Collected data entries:
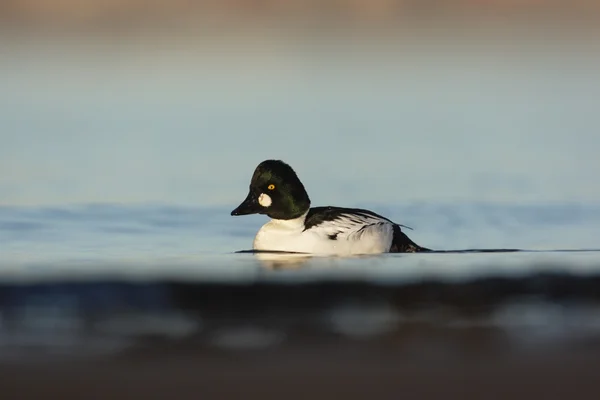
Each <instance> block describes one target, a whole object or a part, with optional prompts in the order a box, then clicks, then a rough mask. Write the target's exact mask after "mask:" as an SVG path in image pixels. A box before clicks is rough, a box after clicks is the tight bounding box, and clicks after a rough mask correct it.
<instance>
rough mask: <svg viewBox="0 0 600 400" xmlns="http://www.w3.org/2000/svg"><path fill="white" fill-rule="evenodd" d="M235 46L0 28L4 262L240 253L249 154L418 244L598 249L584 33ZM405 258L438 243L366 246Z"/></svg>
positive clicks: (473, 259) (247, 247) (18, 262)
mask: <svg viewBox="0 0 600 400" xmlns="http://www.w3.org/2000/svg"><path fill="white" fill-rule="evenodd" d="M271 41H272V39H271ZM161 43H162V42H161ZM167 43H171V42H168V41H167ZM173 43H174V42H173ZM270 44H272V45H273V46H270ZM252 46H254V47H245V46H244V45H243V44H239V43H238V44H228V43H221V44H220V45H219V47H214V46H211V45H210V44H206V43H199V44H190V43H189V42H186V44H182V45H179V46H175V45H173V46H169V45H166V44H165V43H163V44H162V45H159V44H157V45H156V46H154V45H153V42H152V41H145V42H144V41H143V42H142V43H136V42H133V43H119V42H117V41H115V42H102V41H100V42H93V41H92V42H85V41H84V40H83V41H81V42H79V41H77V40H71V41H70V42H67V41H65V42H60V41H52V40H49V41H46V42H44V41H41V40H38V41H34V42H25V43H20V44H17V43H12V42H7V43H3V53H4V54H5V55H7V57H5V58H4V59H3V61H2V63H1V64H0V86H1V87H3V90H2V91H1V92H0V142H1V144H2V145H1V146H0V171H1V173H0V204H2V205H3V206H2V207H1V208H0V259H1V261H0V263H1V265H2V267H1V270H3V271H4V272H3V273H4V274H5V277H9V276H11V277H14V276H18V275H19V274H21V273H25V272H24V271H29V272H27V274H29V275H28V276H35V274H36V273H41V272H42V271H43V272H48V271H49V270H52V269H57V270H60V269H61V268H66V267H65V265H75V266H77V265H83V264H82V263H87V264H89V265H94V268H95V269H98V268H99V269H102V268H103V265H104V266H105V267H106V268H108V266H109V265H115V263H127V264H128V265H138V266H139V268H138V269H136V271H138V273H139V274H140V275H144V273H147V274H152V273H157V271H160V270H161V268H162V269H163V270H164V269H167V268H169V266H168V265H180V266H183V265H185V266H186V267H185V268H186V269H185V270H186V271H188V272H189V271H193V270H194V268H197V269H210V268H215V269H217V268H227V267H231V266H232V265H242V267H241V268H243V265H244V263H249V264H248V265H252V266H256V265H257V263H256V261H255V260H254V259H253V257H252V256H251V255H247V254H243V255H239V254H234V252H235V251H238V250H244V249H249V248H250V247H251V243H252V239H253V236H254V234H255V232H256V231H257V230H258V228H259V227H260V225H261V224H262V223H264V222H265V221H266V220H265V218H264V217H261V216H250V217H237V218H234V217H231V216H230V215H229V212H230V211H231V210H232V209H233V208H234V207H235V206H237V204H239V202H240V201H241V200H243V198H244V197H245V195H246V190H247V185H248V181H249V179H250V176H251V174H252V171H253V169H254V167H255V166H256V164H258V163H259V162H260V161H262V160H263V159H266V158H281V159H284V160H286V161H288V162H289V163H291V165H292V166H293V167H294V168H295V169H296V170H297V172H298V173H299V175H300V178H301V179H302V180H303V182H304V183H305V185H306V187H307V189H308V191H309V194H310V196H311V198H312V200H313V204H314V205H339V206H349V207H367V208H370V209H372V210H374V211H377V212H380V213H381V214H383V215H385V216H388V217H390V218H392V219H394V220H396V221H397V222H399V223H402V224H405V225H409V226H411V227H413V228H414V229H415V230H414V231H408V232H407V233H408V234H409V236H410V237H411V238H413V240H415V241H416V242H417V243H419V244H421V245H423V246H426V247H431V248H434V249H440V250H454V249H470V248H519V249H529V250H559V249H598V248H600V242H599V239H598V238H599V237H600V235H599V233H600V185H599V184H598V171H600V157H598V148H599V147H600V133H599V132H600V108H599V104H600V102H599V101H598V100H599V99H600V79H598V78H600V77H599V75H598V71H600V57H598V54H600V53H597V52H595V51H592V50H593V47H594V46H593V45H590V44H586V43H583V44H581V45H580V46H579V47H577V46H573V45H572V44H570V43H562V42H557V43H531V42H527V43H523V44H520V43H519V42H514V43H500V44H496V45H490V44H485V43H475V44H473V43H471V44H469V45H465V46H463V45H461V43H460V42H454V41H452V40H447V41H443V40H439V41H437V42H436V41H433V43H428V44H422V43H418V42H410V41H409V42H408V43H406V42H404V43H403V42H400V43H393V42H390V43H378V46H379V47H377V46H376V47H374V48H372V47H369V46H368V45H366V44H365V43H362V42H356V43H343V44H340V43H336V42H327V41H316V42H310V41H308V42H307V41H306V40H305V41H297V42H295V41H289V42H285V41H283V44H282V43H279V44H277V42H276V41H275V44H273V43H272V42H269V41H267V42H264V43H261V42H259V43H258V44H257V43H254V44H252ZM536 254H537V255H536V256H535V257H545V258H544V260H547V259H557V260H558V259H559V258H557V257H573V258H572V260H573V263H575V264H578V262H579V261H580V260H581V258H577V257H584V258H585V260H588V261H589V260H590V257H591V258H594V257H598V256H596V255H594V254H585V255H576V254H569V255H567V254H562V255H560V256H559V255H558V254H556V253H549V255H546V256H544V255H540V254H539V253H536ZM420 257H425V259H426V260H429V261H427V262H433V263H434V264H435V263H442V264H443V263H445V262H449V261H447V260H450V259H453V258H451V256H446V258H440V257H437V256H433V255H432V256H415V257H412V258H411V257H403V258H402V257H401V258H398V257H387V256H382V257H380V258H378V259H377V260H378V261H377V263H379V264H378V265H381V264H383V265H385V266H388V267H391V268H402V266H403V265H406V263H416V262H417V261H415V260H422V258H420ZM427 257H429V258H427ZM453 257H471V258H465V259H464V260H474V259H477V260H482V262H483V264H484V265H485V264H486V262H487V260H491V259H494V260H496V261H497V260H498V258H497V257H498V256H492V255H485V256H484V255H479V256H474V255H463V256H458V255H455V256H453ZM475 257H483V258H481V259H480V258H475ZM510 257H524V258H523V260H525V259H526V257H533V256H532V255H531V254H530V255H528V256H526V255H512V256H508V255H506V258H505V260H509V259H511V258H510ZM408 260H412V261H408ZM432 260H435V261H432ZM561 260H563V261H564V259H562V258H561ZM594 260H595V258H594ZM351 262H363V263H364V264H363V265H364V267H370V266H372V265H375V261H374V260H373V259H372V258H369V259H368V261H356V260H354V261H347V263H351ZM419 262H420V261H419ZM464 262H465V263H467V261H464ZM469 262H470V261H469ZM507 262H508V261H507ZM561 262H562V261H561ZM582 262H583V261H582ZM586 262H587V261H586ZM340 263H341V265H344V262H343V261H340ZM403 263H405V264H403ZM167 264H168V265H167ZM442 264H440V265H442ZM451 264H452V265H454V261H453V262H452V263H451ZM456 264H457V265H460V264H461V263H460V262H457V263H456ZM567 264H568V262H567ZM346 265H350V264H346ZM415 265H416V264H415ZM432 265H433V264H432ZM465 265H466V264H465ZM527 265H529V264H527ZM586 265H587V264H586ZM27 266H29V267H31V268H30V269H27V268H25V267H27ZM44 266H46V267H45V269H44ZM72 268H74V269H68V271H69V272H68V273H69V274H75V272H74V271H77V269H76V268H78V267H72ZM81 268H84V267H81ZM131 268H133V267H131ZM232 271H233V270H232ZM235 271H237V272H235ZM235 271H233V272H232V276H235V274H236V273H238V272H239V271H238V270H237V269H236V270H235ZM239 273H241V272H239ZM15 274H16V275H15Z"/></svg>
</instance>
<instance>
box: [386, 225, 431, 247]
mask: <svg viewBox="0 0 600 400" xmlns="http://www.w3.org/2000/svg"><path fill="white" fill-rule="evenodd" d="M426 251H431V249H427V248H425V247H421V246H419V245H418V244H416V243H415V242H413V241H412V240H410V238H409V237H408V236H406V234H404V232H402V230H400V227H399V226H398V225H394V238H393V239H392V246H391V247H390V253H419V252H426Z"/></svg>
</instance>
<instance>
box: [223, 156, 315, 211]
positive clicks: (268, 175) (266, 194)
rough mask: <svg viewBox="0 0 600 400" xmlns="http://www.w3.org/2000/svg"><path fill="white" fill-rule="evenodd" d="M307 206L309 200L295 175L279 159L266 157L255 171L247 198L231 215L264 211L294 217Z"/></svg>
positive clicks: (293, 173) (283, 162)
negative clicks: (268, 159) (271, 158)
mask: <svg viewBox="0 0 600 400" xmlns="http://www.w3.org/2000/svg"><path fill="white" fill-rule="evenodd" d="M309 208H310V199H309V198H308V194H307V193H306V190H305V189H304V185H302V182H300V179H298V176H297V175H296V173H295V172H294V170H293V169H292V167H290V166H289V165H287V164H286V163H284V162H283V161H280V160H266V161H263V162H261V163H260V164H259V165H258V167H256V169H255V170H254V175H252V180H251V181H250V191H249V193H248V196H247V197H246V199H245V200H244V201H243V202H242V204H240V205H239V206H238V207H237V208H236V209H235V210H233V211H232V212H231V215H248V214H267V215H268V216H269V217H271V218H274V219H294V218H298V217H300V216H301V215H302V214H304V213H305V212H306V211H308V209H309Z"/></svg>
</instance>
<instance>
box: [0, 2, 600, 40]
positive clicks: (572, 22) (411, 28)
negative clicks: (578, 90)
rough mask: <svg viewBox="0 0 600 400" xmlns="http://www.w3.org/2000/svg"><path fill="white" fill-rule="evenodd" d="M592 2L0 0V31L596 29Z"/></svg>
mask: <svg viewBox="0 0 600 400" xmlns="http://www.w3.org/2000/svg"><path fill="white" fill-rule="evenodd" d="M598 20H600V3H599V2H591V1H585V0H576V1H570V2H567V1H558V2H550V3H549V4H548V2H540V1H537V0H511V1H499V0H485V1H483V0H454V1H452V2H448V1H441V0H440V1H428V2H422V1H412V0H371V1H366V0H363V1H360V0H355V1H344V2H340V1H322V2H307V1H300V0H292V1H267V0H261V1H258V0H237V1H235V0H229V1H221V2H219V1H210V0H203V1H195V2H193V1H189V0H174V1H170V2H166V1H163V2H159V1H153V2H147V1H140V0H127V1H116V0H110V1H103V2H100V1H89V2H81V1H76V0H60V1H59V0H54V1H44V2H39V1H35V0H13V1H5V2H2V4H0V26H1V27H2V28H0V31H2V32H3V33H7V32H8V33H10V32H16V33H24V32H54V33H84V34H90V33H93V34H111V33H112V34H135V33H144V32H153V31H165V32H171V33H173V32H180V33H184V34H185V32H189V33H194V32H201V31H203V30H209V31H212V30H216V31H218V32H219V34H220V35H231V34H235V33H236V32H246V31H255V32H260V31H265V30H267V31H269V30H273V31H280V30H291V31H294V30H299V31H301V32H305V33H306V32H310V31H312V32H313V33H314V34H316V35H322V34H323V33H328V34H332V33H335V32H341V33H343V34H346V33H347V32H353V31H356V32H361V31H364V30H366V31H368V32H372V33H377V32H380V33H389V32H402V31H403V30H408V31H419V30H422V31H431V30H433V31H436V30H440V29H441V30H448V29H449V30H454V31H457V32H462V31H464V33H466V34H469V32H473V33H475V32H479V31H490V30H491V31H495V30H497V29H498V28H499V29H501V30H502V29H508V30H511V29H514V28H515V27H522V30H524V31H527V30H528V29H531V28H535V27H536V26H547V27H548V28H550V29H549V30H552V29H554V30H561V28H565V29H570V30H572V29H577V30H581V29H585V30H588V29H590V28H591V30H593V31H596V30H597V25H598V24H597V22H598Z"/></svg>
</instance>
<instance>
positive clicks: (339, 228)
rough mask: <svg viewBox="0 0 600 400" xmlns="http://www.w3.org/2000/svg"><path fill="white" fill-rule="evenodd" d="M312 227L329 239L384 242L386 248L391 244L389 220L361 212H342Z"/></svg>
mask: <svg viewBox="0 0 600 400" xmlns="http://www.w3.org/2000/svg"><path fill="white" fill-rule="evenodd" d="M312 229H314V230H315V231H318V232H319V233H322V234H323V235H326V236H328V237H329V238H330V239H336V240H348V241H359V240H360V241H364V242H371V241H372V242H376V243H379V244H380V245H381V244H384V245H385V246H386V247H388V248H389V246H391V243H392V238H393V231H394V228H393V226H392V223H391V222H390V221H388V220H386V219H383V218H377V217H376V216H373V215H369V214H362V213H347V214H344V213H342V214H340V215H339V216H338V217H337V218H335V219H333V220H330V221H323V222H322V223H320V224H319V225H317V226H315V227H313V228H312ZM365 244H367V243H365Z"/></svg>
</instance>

==

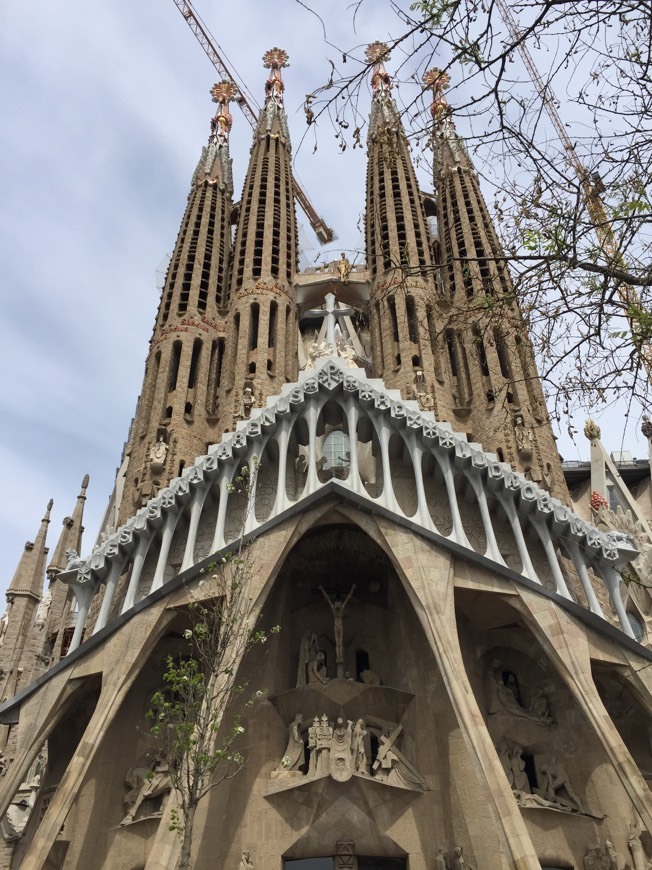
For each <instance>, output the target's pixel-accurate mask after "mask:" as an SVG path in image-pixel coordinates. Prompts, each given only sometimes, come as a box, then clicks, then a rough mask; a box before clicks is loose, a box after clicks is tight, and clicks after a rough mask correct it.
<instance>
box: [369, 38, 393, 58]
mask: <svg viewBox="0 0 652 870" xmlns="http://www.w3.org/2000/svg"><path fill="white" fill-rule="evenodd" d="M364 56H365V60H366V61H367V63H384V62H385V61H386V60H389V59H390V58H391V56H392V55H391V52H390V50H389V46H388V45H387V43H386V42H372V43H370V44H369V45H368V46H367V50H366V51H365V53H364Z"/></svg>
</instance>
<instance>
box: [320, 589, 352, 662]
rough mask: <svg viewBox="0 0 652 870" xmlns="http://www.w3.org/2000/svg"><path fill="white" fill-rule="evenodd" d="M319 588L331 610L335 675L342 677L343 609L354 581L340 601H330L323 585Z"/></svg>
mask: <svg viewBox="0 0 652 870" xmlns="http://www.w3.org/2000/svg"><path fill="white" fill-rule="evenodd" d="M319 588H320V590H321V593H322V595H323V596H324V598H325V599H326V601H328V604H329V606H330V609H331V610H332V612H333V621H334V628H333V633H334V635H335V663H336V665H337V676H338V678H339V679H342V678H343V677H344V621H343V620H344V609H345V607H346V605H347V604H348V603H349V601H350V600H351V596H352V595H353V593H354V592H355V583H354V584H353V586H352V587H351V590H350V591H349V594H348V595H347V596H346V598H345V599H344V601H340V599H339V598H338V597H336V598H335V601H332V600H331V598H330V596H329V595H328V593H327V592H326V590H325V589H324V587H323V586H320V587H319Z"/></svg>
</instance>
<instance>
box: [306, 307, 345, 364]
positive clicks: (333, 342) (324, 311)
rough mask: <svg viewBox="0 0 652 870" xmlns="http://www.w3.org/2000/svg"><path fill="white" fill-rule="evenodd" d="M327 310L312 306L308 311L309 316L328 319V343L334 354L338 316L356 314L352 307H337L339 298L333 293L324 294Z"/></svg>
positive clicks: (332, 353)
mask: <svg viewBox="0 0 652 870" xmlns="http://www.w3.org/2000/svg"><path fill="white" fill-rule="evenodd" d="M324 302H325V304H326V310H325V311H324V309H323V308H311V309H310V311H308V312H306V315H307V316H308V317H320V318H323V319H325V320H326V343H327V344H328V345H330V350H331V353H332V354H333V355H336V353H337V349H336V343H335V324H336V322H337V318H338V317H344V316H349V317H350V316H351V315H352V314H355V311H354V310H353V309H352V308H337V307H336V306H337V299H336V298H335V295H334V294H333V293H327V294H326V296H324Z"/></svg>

---

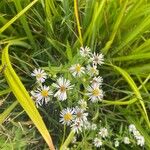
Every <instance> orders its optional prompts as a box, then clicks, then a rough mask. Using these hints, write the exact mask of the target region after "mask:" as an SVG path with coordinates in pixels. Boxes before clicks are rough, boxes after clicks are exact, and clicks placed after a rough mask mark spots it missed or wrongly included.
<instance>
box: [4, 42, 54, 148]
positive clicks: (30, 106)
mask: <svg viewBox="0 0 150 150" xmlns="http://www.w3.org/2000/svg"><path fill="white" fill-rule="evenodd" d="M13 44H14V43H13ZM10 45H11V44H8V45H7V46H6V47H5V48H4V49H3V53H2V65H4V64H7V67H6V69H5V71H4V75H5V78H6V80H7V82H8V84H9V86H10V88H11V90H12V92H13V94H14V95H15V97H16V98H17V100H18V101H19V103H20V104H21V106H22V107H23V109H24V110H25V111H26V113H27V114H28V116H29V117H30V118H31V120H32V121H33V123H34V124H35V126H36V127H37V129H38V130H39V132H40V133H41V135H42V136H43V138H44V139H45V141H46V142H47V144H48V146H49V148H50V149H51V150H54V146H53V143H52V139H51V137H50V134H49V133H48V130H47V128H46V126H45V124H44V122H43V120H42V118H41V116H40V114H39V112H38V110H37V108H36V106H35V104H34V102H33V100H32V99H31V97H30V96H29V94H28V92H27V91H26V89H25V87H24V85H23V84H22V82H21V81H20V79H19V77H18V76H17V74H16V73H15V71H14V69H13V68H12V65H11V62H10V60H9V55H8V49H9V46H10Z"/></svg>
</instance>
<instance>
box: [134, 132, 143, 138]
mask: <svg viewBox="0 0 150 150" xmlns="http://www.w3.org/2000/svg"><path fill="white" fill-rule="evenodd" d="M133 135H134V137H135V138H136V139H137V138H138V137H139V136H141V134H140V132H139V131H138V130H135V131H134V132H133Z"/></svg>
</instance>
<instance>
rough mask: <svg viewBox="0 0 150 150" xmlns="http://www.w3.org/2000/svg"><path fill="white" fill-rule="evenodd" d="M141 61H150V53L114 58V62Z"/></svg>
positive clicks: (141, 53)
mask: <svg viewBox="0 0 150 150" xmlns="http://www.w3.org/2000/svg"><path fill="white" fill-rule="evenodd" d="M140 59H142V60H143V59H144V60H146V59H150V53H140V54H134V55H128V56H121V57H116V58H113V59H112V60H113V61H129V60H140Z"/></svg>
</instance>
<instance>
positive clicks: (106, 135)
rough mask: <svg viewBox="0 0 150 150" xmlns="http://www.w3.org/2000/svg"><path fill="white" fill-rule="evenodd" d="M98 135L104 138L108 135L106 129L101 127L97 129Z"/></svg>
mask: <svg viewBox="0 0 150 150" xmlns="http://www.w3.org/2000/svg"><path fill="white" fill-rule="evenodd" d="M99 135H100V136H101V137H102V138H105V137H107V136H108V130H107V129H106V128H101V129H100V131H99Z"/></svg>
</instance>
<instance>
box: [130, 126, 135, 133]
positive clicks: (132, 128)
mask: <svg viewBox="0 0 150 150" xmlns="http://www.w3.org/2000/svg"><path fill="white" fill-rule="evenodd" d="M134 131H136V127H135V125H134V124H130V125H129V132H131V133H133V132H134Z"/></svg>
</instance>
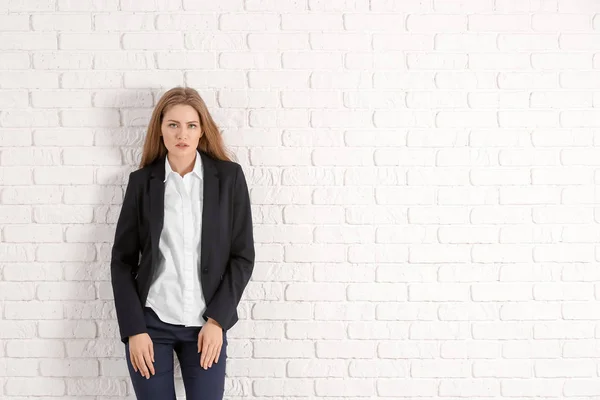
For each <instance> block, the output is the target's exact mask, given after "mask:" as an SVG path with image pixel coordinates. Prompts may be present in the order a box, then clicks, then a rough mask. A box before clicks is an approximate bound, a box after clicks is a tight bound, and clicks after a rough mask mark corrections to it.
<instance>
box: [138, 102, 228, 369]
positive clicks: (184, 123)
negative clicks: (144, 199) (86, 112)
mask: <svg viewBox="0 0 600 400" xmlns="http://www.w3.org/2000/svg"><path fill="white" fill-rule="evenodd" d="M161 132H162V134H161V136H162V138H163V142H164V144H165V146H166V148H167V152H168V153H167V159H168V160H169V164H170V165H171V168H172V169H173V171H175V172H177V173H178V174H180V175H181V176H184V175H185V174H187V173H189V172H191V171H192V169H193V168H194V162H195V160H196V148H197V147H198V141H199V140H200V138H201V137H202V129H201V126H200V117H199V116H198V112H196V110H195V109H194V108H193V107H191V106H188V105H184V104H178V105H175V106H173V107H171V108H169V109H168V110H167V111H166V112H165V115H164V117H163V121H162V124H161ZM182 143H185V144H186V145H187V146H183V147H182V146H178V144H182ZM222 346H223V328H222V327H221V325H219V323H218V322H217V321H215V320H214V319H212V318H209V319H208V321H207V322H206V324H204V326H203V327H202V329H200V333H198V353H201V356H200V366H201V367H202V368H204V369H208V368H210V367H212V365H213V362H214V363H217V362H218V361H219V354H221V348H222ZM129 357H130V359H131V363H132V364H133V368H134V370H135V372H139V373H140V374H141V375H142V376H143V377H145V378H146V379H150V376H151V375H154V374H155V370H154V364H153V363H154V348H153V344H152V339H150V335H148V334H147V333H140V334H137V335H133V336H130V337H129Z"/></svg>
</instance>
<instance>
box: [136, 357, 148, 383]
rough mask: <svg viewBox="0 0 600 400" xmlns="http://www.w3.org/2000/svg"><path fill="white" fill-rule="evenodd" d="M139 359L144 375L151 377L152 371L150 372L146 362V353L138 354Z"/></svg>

• [HOW TO COMPLETE THIS TASK]:
Repeat word for word the lines from the one containing "Each <instance> block describes" through the one containing "positive clicks: (473, 259)", both included.

• [TASK ANSWER]:
Each <instance> block describes one target, a whole object or a part, with optional prompts in the order a box, then clicks, then a rough mask. Write the target's exact mask after "mask:" as an SVG path in image pixels. A box before clicks is rough, a box after clicks is the tight bounding box, and clicks after a rough mask correct it.
<instance>
rough mask: <svg viewBox="0 0 600 400" xmlns="http://www.w3.org/2000/svg"><path fill="white" fill-rule="evenodd" d="M235 46L0 28L4 262L240 253L249 154L418 244L598 249L584 33ZM405 258L438 243L366 246Z"/></svg>
positive clicks: (473, 259) (247, 247) (18, 262)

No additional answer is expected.